-- start of ENTRIES --

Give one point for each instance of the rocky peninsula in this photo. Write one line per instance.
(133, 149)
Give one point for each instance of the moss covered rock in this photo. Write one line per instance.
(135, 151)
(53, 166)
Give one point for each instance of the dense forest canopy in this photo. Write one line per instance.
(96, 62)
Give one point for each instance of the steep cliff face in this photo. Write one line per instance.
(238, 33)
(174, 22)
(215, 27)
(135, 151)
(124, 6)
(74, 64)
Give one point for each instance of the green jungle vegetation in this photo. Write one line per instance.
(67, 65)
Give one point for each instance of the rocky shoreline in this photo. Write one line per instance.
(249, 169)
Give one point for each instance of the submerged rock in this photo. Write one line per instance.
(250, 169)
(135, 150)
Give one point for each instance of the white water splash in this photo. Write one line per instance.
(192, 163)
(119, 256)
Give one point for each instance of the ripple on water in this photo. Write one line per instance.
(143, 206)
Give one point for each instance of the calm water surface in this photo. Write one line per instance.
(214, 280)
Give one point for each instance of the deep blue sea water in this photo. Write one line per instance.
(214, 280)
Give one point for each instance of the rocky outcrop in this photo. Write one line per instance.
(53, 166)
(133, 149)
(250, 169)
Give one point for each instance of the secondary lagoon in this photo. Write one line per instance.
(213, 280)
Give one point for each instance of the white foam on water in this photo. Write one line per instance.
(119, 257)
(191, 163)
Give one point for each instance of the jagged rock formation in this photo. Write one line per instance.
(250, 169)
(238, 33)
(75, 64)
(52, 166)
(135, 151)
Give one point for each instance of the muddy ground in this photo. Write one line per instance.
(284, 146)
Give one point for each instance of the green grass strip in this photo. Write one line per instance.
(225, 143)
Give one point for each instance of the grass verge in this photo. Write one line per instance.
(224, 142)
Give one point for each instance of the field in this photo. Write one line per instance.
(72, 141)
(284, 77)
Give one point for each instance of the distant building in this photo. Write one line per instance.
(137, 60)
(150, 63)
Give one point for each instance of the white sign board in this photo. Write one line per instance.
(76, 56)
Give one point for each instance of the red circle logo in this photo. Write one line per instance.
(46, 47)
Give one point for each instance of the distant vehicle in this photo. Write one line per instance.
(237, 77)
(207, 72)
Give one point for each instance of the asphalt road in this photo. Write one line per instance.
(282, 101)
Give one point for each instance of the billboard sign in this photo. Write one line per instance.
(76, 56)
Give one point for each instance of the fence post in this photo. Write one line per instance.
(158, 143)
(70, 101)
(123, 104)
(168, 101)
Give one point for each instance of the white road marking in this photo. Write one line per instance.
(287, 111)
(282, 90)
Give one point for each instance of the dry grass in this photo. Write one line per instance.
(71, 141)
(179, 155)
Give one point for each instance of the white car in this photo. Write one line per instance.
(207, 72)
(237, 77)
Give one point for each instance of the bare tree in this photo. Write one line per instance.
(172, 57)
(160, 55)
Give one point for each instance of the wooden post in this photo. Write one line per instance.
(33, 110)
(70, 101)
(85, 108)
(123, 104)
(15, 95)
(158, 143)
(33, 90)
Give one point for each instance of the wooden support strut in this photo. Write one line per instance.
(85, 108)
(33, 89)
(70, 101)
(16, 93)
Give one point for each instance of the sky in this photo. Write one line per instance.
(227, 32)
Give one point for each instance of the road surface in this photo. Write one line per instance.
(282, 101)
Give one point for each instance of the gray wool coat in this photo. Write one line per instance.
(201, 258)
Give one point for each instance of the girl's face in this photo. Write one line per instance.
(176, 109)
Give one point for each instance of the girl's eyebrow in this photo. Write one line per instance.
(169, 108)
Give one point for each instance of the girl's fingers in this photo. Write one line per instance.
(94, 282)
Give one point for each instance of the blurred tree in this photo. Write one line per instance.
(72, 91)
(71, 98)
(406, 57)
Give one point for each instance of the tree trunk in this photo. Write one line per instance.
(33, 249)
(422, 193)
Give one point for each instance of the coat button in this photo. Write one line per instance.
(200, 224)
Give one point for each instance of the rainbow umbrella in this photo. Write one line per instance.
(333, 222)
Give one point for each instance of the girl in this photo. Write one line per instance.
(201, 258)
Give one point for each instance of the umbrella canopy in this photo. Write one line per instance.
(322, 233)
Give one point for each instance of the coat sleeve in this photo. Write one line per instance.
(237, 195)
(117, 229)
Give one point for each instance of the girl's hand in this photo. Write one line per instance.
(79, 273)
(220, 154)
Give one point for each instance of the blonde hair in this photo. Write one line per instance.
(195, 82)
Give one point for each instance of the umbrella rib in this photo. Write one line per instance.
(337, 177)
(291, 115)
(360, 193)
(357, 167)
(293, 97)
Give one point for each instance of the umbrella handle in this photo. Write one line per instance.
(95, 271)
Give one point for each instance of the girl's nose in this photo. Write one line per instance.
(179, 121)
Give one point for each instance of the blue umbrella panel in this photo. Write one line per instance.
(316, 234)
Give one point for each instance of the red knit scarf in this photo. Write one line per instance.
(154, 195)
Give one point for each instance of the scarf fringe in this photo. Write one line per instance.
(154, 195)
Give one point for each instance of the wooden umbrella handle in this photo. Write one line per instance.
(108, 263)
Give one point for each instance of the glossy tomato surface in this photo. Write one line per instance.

-- end of ENTRIES --

• EXERCISE GOAL:
Reproduce all of the entries above word for word, without changing anything.

• FINAL RESULT:
Give one point for each instance of the rocky peninsula in this photo. Write one line per instance.
(133, 149)
Give one point for each instance of the moss covered rock in this photo. Write one line per instance.
(135, 151)
(53, 166)
Give one point for each instance of the dense forest canopy in this photo. Write one line per instance.
(96, 62)
Give one point for each instance of the steep cliff face in this photo. Write one line per instance.
(238, 33)
(174, 22)
(215, 27)
(135, 151)
(124, 6)
(74, 64)
Give one point for each instance of the green jungle vegetation in this photo. Write one line per instance.
(67, 65)
Give one point for each instance of the rocky shoreline in this photo. Write one line per instance.
(249, 169)
Give one point for each instance of the submerged rock in this photo. Write one line per instance.
(250, 169)
(135, 150)
Give one point for each instance of the white water splash in this photo. Write one line per instance.
(192, 163)
(119, 256)
Give one point for each instance of the ripple on water in this photo. Write one line per instance.
(143, 206)
Give one point for each instance of the calm water surface in this photo. Write one line per instance.
(214, 280)
Give one point for each instance of the deep blue sea water in this photo. Write one line per instance.
(214, 280)
Give one point for each instance of the rocky outcrop in this photo. Write one line per instance.
(53, 166)
(133, 149)
(250, 169)
Give one point for each instance of the secondary lagoon in this photo. Write one line per instance.
(213, 280)
Give one point for each instance of the white foam on water in this photo. Write one line per instance.
(119, 257)
(191, 163)
Give one point for each instance of the jagged rock formation in this photo. Write one line per instance.
(250, 169)
(238, 33)
(75, 64)
(52, 166)
(135, 151)
Give one point for each instance of the muddy ground in this photo. Write one line per instance.
(284, 146)
Give one point for each instance of the green grass strip in this photo. Write one line per instance.
(225, 143)
Give one point for each instance of the grass verge in this photo. Write one line per instance.
(224, 142)
Give one point for each instance of the field in this photo. Write one line per instance.
(72, 141)
(284, 77)
Give one point for each instance of the distant building in this photo. Write one line per instance.
(137, 60)
(150, 63)
Give one point for each instance of the white sign board in this photo. Write one line per instance.
(76, 56)
Give one point for each instance of the red circle logo in this photo. Write one line per instance.
(46, 47)
Give one point for each instance of the distant vehicle in this photo. Write one line per instance.
(237, 77)
(207, 72)
Give one point for each instance of the asphalt road in this photo. Write one line per instance.
(282, 101)
Give one point for each instance of the billboard sign in this photo. Write one line per instance.
(76, 56)
Give one point for each instance of the fence post in this photo. Write one line per instance.
(158, 143)
(70, 101)
(123, 104)
(168, 101)
Give one point for each instance of the white road marking in this photo. Write one line per instance.
(287, 111)
(282, 90)
Give one point for each instance of the dry grass in this photo. Write one line per instance.
(71, 141)
(179, 155)
Give one point for each instance of the white car in this photo. Write one line per instance.
(207, 72)
(237, 77)
Give one point for each instance of the bare tree in this photo. Write one line per instance.
(172, 57)
(160, 55)
Give one point for each instance of the wooden post in this photo. Write one line per instance.
(33, 110)
(70, 101)
(85, 108)
(123, 104)
(15, 95)
(158, 143)
(33, 90)
Give one point for each instance of the wooden support strut in this photo. Write one line per instance.
(85, 108)
(33, 89)
(70, 101)
(16, 93)
Give one point for each instance of the sky in this photo. Write one line per instance.
(227, 32)
Give one point for each instance of the road surface in this photo. Write one line per instance.
(282, 101)
Give one point for each instance of the gray wool coat in this photo. Write one line per instance.
(201, 258)
Give one point for each instance of the girl's face in this photo. Write one line per instance.
(176, 109)
Give one point for each instance of the girl's eyebrow in this photo. Write one line per instance.
(169, 108)
Give one point for each instance of the girl's fingers in this photo. Write one line per instance.
(94, 282)
Give one point for each instance of the blurred tree in this photo. Write one line per instance.
(72, 91)
(71, 98)
(406, 57)
Give one point for each instance of the tree trunk in this photo. Write one line per instance.
(33, 249)
(422, 193)
Give one point for each instance of the coat button in this photo. Write one line per instance.
(200, 224)
Give one point for each instance of the rainbow umbrella in this photo. Write one line per instance.
(333, 222)
Give one point for each instance of the girl in this photo. Write one line per instance.
(201, 258)
Give one point for each instance of the umbrella canopy in this photo. Write one line per instance.
(322, 233)
Give one point for each instance of the coat sleeve in this photo. Write one line per instance.
(237, 195)
(117, 229)
Give one point for each instance of the girl's hand in this photo. Write one line per instance.
(79, 273)
(220, 154)
Give one point for each instance of the blonde hair in this photo. Write one line per instance.
(195, 82)
Give one point for each instance of the umbrella rib in this photo. Write one line per instance.
(337, 177)
(291, 115)
(360, 193)
(357, 167)
(293, 97)
Give one point for each instance of the umbrella handle in this photo. Write one line per instance.
(95, 271)
Give one point for each instance of the girl's nose in this photo. Write one line per instance.
(179, 121)
Give one point for each instance of the blue umbrella panel in this photo. Write one line per instance.
(316, 234)
Give one point for each instance of the red knit scarf in this photo. Write one line per instance.
(154, 195)
Give one point for each instance of the scarf fringe in this photo. Write one line per instance.
(154, 195)
Give one point for each instance of the wooden umbrella handle in this photo. Write one line per instance.
(108, 263)
Give one point for each instance of the glossy tomato surface in this photo. Write one line per instance.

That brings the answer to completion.